• [STATED GOAL 1] Rewrite the header block of the patch below, starting "From 7acc7b951c75", as a short list that keeps its commit ID, sender, date and subject.

• [SELECTED EXTRACT]
>> Begin
From 7acc7b951c75f7e307f176d5ad991abe21592eb4 Mon Sep 17 00:00:00 2001
From: Alex K <alex.lumir@gmail.com>
Date: Sun, 11 Jun 2017 16:48:37 +0300
Subject: [PATCH 2/2] Report line number on each ERROR/WARNING

---
 src/backend/commands/copy.c | 12 ++++++------
 1 file changed, 6 insertions(+), 6 deletions(-)

diff --git a/src/backend/commands/copy.c b/src/backend/commands/copy.c
index d40d753c47..ed2cc87c8a 100644
--- a/src/backend/commands/copy.c
+++ b/src/backend/commands/copy.c
@@ -3279,7 +3279,7 @@ NextCopyFrom(CopyState cstate, ExprContext *econtext,
             exec_state = NCF_SKIP;
 			ereport(error_level,
 					(errcode(ERRCODE_BAD_COPY_FILE_FORMAT),
-					 errmsg("extra data after last expected column")));
+					 errmsg("extra data after last expected column at line %d", cstate->cur_lineno)));
         }
 
 
@@ -3293,7 +3293,7 @@ NextCopyFrom(CopyState cstate, ExprContext *econtext,
                 exec_state = NCF_SKIP;
 				ereport(error_level,
 						(errcode(ERRCODE_BAD_COPY_FILE_FORMAT),
-						 errmsg("missing data for OID column")));
+						 errmsg("missing data for OID column at line %d", cstate->cur_lineno)));
             }
 
 			string = field_strings[fieldno++];
@@ -3303,7 +3303,7 @@ NextCopyFrom(CopyState cstate, ExprContext *econtext,
                 exec_state = NCF_SKIP;
 				ereport(error_level,
 						(errcode(ERRCODE_BAD_COPY_FILE_FORMAT),
-						 errmsg("null OID in COPY data")));
+						 errmsg("null OID in COPY data at line %d", cstate->cur_lineno)));
             }
 			else if (cstate->oids && tupleOid != NULL)
>> End
• [RECORDS FOR PROCESSING]
>> Begin
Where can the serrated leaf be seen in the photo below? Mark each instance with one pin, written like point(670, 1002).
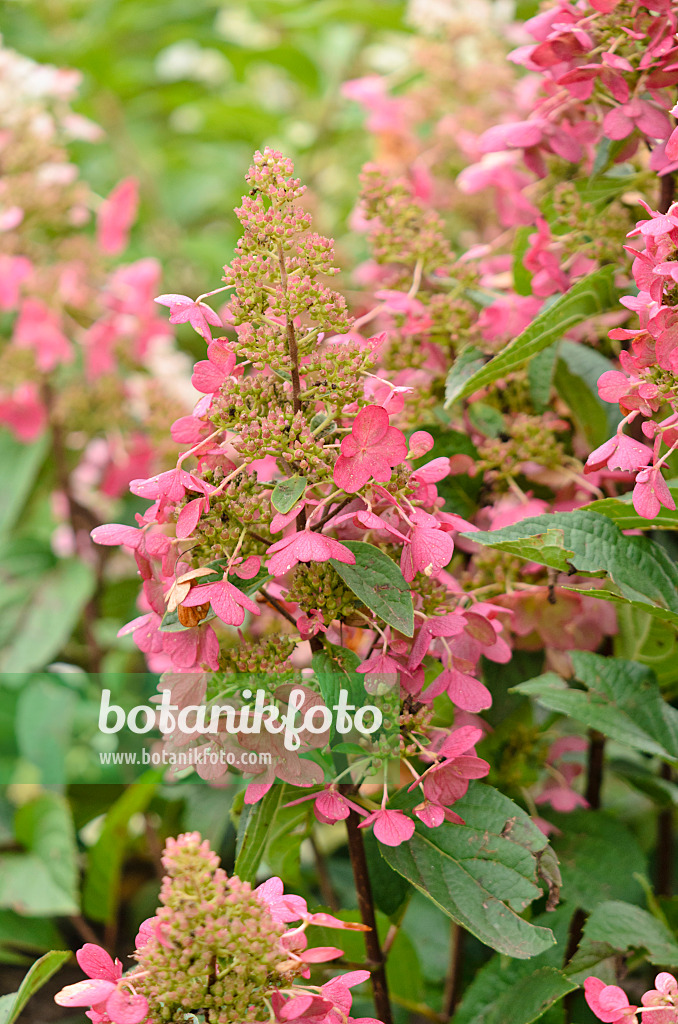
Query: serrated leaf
point(50, 617)
point(599, 857)
point(578, 371)
point(258, 828)
point(540, 378)
point(476, 876)
point(104, 861)
point(589, 543)
point(287, 493)
point(622, 512)
point(469, 361)
point(12, 1005)
point(521, 275)
point(377, 581)
point(622, 700)
point(587, 298)
point(625, 927)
>> End
• [STATED GOAL 2] Please rewrite the lines of the records above as a Markdown table with the columns Row and Line. Number the rows in order, skip blank lines, and leave the pictures out.

• [EXERCISE SOLUTION 1]
- Commit: 7acc7b951c75f7e307f176d5ad991abe21592eb4
- From: Alex K <alex.lumir@gmail.com>
- Date: Sun, 11 Jun 2017 16:48:37 +0300
- Subject: [PATCH 2/2] Report line number on each ERROR/WARNING

• [EXERCISE SOLUTION 2]
| Row | Line |
|---|---|
| 1 | Where can the serrated leaf be seen in the photo below? Mark each instance with one pin, written like point(670, 1002). |
| 2 | Query: serrated leaf |
| 3 | point(50, 617) |
| 4 | point(599, 857) |
| 5 | point(578, 371) |
| 6 | point(258, 828) |
| 7 | point(540, 378) |
| 8 | point(476, 876) |
| 9 | point(104, 861) |
| 10 | point(589, 543) |
| 11 | point(287, 493) |
| 12 | point(622, 512) |
| 13 | point(469, 361) |
| 14 | point(12, 1005) |
| 15 | point(521, 275) |
| 16 | point(377, 581) |
| 17 | point(622, 700) |
| 18 | point(587, 298) |
| 19 | point(625, 927) |